- **Extract**
Am I hallucinating here, by the way? Is this not the same guy who said this last year?

I intend to engage Congress about the existing Authorization to Use Military Force, or AUMF, to determine how we can continue to fight terrorism without keeping America on a perpetual wartime footing.

The [2001] AUMF is now nearly 12 years old. The Afghan war is coming to an end. Core al Qaeda is a shell of its former self. Groups like AQAP must be dealt with, but in the years to come, not every collection of thugs that labels themselves al Qaeda will pose a credible threat to the United States. Unless we discipline our thinking, our definitions, our actions, we may be drawn into more wars we don’t need to fight, or continue to grant Presidents unbound powers more suited for traditional armed conflicts between nation states.

So I look forward to engaging Congress and the American people in efforts to refine, and ultimately repeal, the AUMF’s mandate. And I will not sign laws designed to expand this mandate further.

Last year he was hinting that the 2001 AUMF might not authorize war against every Al Qaeda offshoot and that we’re probably better off scrapping the law altogether lest we descend into perpetual war. Now not only are we keeping the law (which Obama could all but repeal himself, as Wittes explained last year), he’s claiming it authorizes wars against groups that have formally split with Al Qaeda and shed the name. You might think last night’s speech would have been the moment for O to make the case why “Al Qaeda” in 2001 somehow means “ISIS” in 2014, but the closest he came to that was an afterthought at the beginning of his remarks in which he described ISIS as “formerly Al Qaeda’s affiliate in Iraq.” If even he recognizes that the groups aren’t associated anymore, how does the AUMF still apply?

Absent an AUMF, the only time the president can act militarily under the War Powers Act is when action is needed to stop “an actual or imminent threat to the nation,” in the words of Barack Obama 2008. Does ISIS present an imminent threat? Nope, not according to U.S. intelligence agencies. “It’s hard to imagine a better indication of the ability of elected officials and TV talking heads to spin the public into a panic,” said one counterterror specialist to the NYT, “with claims that the nation is honeycombed with sleeper cells, that operatives are streaming across the border into Texas or that the group will soon be spraying Ebola virus on mass transit systems — all on the basis of no corroborated information.” Hawks and fans of executive power like Obama and Marco Rubio love to emphasize the alleged immediacy of the threat because they know the public will conclude that things are too urgent for a few weeks of debate in Congress. The president must act now.

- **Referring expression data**
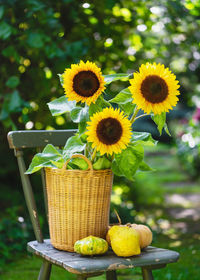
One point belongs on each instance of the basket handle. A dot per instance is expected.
(78, 156)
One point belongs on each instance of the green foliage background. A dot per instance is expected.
(39, 39)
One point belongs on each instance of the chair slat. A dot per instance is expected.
(38, 138)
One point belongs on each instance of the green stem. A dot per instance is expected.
(134, 115)
(143, 115)
(94, 154)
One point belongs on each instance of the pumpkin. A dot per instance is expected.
(91, 245)
(145, 235)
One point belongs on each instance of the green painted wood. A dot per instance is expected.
(111, 275)
(29, 197)
(38, 138)
(147, 274)
(75, 263)
(45, 271)
(44, 188)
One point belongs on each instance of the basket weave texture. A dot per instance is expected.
(78, 205)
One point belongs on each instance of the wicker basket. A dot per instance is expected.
(78, 204)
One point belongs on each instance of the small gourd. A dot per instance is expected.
(145, 235)
(91, 245)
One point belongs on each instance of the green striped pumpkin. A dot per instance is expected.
(91, 245)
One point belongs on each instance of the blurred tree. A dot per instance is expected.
(41, 38)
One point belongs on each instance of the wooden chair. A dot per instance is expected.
(151, 258)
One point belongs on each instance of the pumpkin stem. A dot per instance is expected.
(118, 217)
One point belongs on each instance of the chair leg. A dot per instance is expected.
(45, 271)
(111, 275)
(147, 273)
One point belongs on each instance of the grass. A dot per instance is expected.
(151, 190)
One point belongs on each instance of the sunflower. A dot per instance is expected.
(83, 82)
(109, 131)
(154, 88)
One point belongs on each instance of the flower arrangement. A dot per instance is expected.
(105, 126)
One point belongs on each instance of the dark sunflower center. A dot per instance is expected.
(109, 131)
(154, 89)
(85, 83)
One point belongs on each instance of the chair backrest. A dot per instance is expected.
(19, 140)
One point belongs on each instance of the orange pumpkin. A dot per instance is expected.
(145, 235)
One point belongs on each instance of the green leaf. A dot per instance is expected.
(127, 162)
(11, 52)
(124, 100)
(1, 11)
(50, 149)
(143, 138)
(5, 30)
(114, 77)
(47, 158)
(122, 97)
(61, 105)
(61, 78)
(80, 163)
(73, 145)
(160, 121)
(80, 114)
(145, 167)
(98, 106)
(15, 102)
(13, 82)
(35, 40)
(82, 127)
(102, 163)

- **Work required**
Please write the next part of the commentary on the AUMF and the war against ISIS, starting after its final sentence.

- **Task output**
That’s sheer nonsense in ISIS’s case but it’s effective rhetorically in disguising what Obama’s actually up to here. He’s spent six years using, and even expanding, the counterterror tools that Bush gave him, but not until now did he take the final step and adopt Bush’s view of war itself. Obama isn’t responding to an “immediate” threat against the U.S. in hitting ISIS; he’s engaging in preemptive war to try to neutralize what will, sooner or later (likely sooner), become a grave strategic threat. It’s like trying to oust the Taliban circa 1998 for fear of what terrorists based in Afghanistan might eventually do to America — or, if you prefer, like ousting Saddam circa 2003 for fear of what he might eventually do to America with his weapons program. Obama’s going to hit ISIS before cells nurtured in their territory hit us, and good for him. But let’s not kid ourselves what this means: If, as Conor Friedersdorf says, Obama’s now willing to preemptively attack a brutal Iraqi enemy for fear of what he might do down the line to America and its interests, he should have also supported the war in Iraq in 2003. ISIS doesn’t have WMD either (we hope) and their nascent terror-state surely has a much shorter reach internationally right now than Saddam’s terror-state did. Why oppose Bush then if you’re willing to punch ISIS now? Was it a pure question of the scale of American military assets being brought to bear? Friedersdorf doesn’t get it and neither do I.